## Alıştırma Koşulları
1. Reyhanlı saldırısını anlatan alıntıya göre anlatıcının babası ne iş yapıyor?
2. Reyhanlı saldırısını anlatan alıntıdan "DIŞARIDA ALEV TOPU" ifadesinden "yandı' diye ağladı..." ifadesine kadar olan bölümü hiçbir değişiklik yapmadan çıkarın.

## Seçilmiş Alıntı
··········

Gülen Karaca Kırdar'ın kaleme aldığı yazı, bizi tekrar o günlere götürüyor ve başka söze gerek bırakmıyor. Öteki Adam Yayınları'ndan çıkan kitapta, resmen girmediğimiz bir savaşın Türkiye cephesinde öksüz kalan bir kızın kaleminden o anlar şöyle anlatılıyor:
"11 Mayıs 2013 Cumartesi sıradan bir gündü benim için. Hayatımızı değiştiren en acı bir gün olacağını bilmeden. Kız kardeşimden gelen bir telefonla Reyhanlı'da iki büyük bombalı saldırının olduğu haberini aldım... O anki hisleri kelimelerle anlatmam imkansız.
DIŞARIDA ALEV TOPU İÇERİDE BABAMIZ
Kız kardeşlerimin biri dershanede öğretmenlik yapıyor. Babam da market çalıştırıyor. İkisi de kendi halinde insanlar. O bombalardan birinin kardeşimin çalıştığı dersane ve hemen yanındaki babamın işyerinin önünde patladığını öğrendim. İşte o an yıkıldım. Telefonlar çekmiyor, kimseye ulaşamıyoruz... Sanırım tekrar bir patlama ihtimali olduğunu düşünerek, ulaşım engellendi. Ne babama ne de kız kardeşime ulaşmak imkansız. Kız kardeşim bir şekilde dersaneden aşağı inip, o anda oluşan alevleri görmüş ve marketin önündeki yangını izlemiş. Bir alev topu ve babamız içeride! Elinizden hiçbir şey gelmiyor. Kardeşim aylarca 'Ben babamı kurtaramadım, gözümün önünde yandı' diye ağladı...

··········

## Bilgiler

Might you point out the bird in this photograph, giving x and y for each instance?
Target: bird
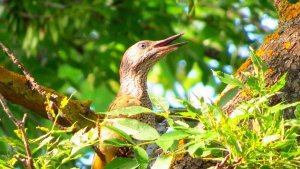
(135, 65)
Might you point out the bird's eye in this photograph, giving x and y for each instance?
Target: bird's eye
(143, 45)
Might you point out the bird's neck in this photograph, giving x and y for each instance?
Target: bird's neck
(134, 85)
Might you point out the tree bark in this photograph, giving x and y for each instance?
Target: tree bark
(16, 89)
(281, 52)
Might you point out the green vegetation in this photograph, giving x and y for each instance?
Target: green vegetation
(75, 47)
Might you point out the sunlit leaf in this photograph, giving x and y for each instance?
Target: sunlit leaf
(122, 163)
(138, 130)
(162, 162)
(141, 157)
(116, 142)
(129, 111)
(167, 139)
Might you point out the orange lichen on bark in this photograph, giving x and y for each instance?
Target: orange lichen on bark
(273, 36)
(269, 71)
(289, 11)
(287, 45)
(269, 53)
(244, 66)
(260, 52)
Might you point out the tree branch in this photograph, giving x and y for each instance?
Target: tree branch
(28, 162)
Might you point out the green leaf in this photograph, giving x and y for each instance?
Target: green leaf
(120, 132)
(128, 111)
(297, 111)
(267, 139)
(196, 150)
(259, 66)
(163, 162)
(141, 156)
(122, 163)
(167, 139)
(116, 142)
(229, 79)
(138, 130)
(279, 84)
(280, 106)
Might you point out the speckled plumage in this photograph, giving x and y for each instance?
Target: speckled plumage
(135, 64)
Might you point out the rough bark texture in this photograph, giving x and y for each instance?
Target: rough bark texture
(16, 89)
(281, 52)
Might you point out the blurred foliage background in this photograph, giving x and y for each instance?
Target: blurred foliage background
(77, 45)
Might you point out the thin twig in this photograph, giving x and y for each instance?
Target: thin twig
(28, 76)
(28, 162)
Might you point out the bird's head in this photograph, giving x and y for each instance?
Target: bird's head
(140, 57)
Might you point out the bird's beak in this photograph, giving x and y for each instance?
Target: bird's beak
(163, 44)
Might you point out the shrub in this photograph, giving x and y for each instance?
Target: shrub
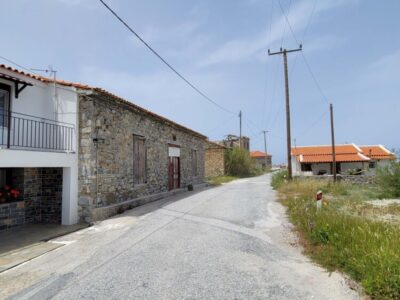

··········

## Verilen Yanıtlar
1. Market çalıştırıyor.

2.
DIŞARIDA ALEV TOPU İÇERİDE BABAMIZ
Kız kardeşlerimin biri dershanede öğretmenlik yapıyor. Babam da market çalıştırıyor. İkisi de kendi halinde insanlar. O bombalardan birinin kardeşimin çalıştığı dersane ve hemen yanındaki babamın işyerinin önünde patladığını öğrendim. İşte o an yıkıldım. Telefonlar çekmiyor, kimseye ulaşamıyoruz... Sanırım tekrar bir patlama ihtimali olduğunu düşünerek, ulaşım engellendi. Ne babama ne de kız kardeşime ulaşmak imkansız. Kız kardeşim bir şekilde dersaneden aşağı inip, o anda oluşan alevleri görmüş ve marketin önündeki yangını izlemiş. Bir alev topu ve babamız içeride! Elinizden hiçbir şey gelmiyor. Kardeşim aylarca 'Ben babamı kurtaramadım, gözümün önünde yandı' diye ağladı...